**Work item**
Every line of the records below from the line with "# annotate each instance of the purple" up to and including the line with "# annotate each instance of the navy blue" must be reproduced exactly, and no line outside that range.

**Supplied records**
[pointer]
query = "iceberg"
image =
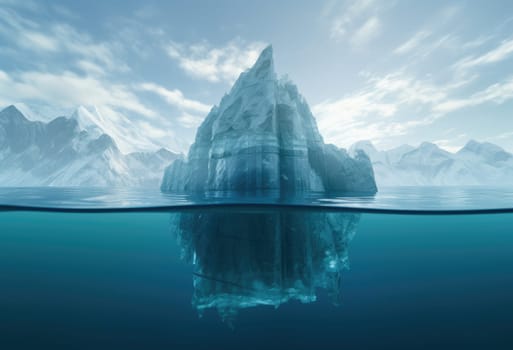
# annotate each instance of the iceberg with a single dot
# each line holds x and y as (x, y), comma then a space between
(263, 137)
(246, 259)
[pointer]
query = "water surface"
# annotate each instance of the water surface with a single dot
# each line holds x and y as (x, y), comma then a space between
(268, 276)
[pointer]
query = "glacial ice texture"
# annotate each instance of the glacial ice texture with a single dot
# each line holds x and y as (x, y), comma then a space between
(249, 259)
(262, 137)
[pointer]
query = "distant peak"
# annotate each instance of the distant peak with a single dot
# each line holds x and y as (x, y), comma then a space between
(428, 145)
(471, 144)
(11, 109)
(12, 112)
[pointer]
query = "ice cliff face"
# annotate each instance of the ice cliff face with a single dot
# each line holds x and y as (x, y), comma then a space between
(62, 153)
(262, 136)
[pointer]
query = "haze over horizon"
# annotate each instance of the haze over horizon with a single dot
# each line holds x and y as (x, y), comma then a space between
(369, 70)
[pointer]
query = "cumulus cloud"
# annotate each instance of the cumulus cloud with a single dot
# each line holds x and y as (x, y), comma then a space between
(175, 98)
(358, 22)
(215, 64)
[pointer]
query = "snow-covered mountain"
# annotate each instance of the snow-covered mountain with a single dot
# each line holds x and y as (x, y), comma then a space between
(263, 136)
(475, 164)
(70, 151)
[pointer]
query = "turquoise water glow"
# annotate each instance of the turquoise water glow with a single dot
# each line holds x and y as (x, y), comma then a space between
(352, 280)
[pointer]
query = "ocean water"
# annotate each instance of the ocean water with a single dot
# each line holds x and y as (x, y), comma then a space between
(406, 269)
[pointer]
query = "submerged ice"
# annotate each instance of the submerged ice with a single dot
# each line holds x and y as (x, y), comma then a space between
(248, 259)
(261, 137)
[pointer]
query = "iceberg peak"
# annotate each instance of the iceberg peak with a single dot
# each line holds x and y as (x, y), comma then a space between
(264, 66)
(263, 137)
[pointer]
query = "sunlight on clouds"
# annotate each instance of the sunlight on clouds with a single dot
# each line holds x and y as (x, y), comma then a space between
(175, 98)
(500, 53)
(367, 32)
(412, 43)
(215, 64)
(497, 93)
(356, 21)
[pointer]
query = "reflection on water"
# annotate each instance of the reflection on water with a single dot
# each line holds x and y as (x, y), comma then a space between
(246, 259)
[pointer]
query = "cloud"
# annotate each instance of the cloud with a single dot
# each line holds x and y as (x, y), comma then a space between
(375, 111)
(175, 98)
(368, 31)
(56, 38)
(500, 53)
(497, 93)
(356, 21)
(412, 43)
(215, 64)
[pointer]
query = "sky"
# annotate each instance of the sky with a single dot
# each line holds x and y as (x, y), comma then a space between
(392, 72)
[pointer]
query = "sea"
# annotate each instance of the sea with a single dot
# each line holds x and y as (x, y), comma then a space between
(408, 268)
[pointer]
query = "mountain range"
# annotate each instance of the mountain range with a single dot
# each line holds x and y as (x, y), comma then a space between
(477, 163)
(71, 151)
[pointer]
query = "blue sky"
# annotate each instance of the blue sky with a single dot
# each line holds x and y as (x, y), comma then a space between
(393, 72)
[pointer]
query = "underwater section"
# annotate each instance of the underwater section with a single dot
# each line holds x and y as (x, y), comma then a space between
(247, 259)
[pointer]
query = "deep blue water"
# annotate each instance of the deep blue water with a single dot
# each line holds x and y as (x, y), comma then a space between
(259, 277)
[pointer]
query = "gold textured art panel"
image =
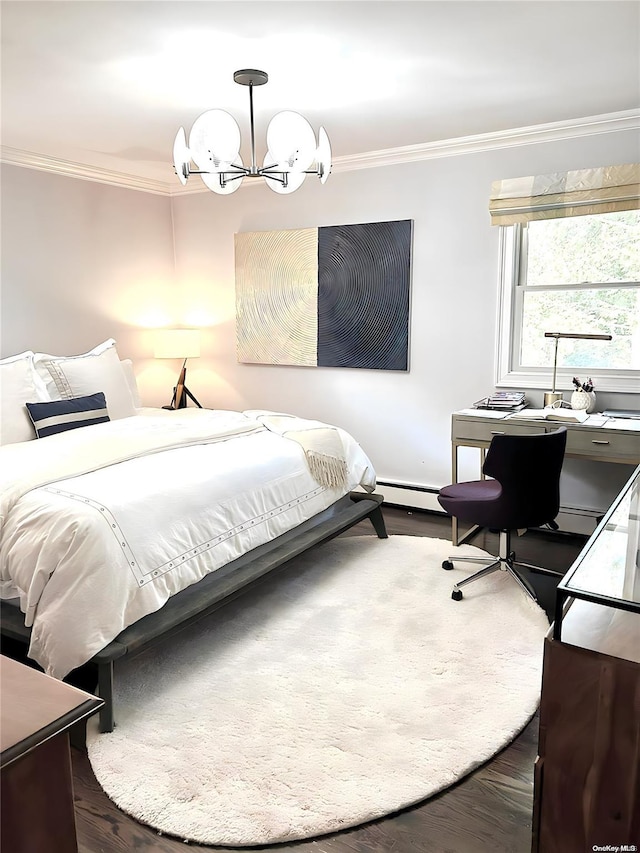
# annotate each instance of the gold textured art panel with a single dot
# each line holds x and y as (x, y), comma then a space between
(277, 296)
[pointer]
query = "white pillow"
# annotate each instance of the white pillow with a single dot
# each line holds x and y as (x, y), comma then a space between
(127, 366)
(88, 373)
(19, 384)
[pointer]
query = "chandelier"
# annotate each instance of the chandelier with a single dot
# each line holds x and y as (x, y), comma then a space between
(214, 147)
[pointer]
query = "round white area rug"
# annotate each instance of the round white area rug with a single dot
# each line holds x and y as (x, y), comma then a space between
(333, 694)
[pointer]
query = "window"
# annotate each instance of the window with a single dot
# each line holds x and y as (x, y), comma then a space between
(571, 274)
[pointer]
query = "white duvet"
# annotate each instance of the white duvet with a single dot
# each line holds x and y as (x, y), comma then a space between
(99, 526)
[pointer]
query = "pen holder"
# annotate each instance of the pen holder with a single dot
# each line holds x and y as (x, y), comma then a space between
(583, 400)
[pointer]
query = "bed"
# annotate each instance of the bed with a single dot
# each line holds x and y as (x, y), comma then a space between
(118, 533)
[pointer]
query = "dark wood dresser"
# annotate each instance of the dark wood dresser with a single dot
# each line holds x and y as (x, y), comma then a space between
(36, 787)
(587, 775)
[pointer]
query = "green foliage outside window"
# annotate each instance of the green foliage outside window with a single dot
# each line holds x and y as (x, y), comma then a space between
(583, 275)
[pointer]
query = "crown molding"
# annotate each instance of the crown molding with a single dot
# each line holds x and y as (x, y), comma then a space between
(571, 129)
(29, 160)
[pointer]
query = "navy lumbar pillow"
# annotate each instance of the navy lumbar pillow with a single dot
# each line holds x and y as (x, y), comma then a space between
(62, 415)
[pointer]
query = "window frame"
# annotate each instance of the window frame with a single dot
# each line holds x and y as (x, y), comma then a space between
(509, 373)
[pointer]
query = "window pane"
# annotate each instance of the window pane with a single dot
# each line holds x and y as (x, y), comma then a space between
(600, 248)
(612, 311)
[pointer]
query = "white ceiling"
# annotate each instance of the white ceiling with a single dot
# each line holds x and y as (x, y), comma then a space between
(105, 84)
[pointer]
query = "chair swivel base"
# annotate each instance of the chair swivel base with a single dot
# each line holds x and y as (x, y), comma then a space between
(505, 562)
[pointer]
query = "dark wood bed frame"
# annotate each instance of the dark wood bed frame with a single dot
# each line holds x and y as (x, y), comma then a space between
(213, 591)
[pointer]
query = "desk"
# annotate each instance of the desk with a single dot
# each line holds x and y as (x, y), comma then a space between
(37, 788)
(616, 441)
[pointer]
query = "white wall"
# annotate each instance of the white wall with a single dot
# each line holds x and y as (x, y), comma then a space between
(82, 262)
(402, 420)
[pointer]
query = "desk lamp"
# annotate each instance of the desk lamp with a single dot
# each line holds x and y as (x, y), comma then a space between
(183, 344)
(551, 397)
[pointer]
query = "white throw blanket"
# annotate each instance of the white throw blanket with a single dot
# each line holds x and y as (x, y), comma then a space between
(31, 464)
(102, 525)
(322, 445)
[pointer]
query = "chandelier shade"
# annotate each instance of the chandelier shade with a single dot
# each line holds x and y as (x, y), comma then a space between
(214, 148)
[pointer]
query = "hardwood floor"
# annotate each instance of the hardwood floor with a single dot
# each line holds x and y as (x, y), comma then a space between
(487, 812)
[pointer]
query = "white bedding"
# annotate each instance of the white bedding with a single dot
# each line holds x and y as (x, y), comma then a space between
(99, 526)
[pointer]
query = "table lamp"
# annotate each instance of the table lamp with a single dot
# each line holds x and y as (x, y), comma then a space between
(551, 397)
(182, 344)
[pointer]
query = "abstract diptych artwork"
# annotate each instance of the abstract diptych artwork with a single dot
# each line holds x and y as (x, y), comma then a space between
(334, 296)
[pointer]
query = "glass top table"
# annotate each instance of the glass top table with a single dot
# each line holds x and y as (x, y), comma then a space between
(607, 571)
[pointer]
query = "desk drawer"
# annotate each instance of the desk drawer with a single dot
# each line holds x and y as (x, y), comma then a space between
(611, 445)
(484, 431)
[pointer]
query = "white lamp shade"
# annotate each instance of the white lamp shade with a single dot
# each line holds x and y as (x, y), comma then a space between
(291, 140)
(214, 140)
(177, 343)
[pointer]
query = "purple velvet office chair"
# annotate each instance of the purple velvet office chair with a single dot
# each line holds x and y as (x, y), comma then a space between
(524, 492)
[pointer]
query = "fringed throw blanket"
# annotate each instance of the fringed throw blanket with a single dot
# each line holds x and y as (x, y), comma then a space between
(322, 445)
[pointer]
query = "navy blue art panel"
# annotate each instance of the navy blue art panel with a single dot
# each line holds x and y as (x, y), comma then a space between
(364, 277)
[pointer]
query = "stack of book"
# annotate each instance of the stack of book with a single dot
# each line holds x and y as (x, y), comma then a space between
(507, 401)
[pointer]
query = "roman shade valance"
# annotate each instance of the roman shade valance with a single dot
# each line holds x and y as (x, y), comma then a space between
(602, 190)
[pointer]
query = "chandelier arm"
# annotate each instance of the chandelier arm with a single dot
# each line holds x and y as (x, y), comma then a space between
(253, 170)
(241, 172)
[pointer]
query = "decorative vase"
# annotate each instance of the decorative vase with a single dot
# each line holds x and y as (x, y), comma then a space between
(583, 400)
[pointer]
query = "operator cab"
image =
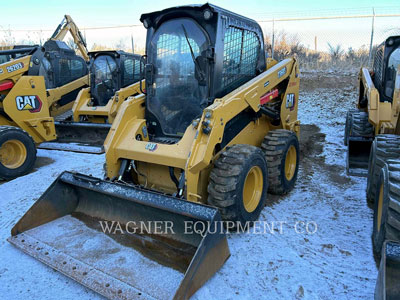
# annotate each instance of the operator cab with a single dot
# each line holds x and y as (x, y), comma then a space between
(386, 62)
(110, 71)
(59, 65)
(8, 53)
(184, 75)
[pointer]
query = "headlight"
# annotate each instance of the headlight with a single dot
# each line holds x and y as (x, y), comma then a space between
(207, 14)
(146, 23)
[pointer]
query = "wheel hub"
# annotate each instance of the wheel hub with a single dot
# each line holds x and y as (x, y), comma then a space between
(12, 154)
(290, 163)
(253, 188)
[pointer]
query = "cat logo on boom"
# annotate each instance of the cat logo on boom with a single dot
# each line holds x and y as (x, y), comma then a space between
(31, 103)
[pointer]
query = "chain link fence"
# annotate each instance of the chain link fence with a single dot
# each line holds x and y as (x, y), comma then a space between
(322, 40)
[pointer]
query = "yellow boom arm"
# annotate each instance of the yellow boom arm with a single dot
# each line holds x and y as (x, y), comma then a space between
(68, 25)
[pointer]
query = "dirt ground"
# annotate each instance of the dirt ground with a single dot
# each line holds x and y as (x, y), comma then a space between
(333, 260)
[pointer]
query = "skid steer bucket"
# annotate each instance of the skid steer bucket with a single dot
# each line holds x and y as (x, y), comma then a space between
(388, 283)
(358, 151)
(79, 137)
(152, 250)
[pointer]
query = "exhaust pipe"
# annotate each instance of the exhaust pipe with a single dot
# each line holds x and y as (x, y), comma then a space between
(88, 229)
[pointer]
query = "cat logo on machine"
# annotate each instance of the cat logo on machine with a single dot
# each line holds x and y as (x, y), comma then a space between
(151, 147)
(31, 103)
(290, 101)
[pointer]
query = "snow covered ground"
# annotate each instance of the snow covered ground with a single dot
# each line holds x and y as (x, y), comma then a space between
(333, 261)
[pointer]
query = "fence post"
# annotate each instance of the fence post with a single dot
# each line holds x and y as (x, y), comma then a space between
(372, 37)
(273, 38)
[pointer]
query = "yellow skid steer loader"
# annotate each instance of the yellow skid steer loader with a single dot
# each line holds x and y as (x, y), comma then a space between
(114, 76)
(216, 130)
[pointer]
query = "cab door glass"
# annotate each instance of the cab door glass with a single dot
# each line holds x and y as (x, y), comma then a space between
(393, 63)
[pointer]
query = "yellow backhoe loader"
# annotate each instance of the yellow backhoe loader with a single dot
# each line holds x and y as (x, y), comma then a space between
(216, 130)
(372, 134)
(41, 83)
(114, 77)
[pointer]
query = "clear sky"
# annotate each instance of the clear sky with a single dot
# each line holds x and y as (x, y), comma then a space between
(44, 14)
(47, 14)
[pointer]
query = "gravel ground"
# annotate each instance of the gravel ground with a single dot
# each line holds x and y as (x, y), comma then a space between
(333, 260)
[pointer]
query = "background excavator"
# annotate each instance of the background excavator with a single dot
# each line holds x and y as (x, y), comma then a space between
(114, 76)
(372, 135)
(216, 130)
(41, 83)
(43, 103)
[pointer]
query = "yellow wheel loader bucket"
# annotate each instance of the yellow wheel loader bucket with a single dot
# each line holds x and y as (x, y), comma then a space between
(121, 241)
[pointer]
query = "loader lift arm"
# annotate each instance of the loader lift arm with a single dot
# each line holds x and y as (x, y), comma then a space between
(68, 25)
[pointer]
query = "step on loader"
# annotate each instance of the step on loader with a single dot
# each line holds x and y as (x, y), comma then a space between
(114, 76)
(216, 130)
(377, 109)
(373, 140)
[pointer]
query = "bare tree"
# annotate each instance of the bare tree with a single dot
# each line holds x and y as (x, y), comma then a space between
(336, 52)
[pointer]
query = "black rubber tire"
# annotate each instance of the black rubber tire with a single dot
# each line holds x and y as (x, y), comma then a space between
(347, 127)
(275, 146)
(225, 190)
(14, 133)
(383, 148)
(360, 126)
(390, 220)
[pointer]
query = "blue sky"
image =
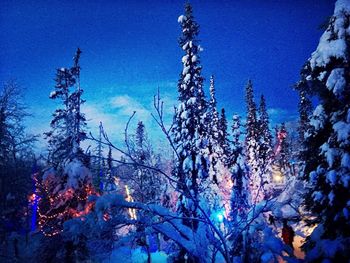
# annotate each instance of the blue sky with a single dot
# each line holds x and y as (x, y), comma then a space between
(130, 48)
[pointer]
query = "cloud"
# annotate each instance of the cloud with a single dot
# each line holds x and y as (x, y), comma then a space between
(278, 115)
(126, 105)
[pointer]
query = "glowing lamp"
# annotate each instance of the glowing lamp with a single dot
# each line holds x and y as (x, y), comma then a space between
(219, 216)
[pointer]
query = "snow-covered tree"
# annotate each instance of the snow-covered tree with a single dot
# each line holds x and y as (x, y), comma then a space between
(282, 149)
(252, 147)
(223, 136)
(215, 150)
(65, 187)
(145, 184)
(190, 133)
(328, 141)
(265, 143)
(16, 148)
(240, 191)
(68, 123)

**Solution to this problem**
# annotate each instance of the purple velvet office chair with a single dot
# each line holds x and y as (x, y), comma then a space between
(524, 492)
[pointer]
query = "fringed throw blanket"
# annotate each instance of the fringed throw blanket with a single dot
# each line holds x and y as (x, y), comma then a space between
(322, 445)
[pointer]
query = "navy blue art panel"
# annotate each instance of the navy blue art panel with a single dot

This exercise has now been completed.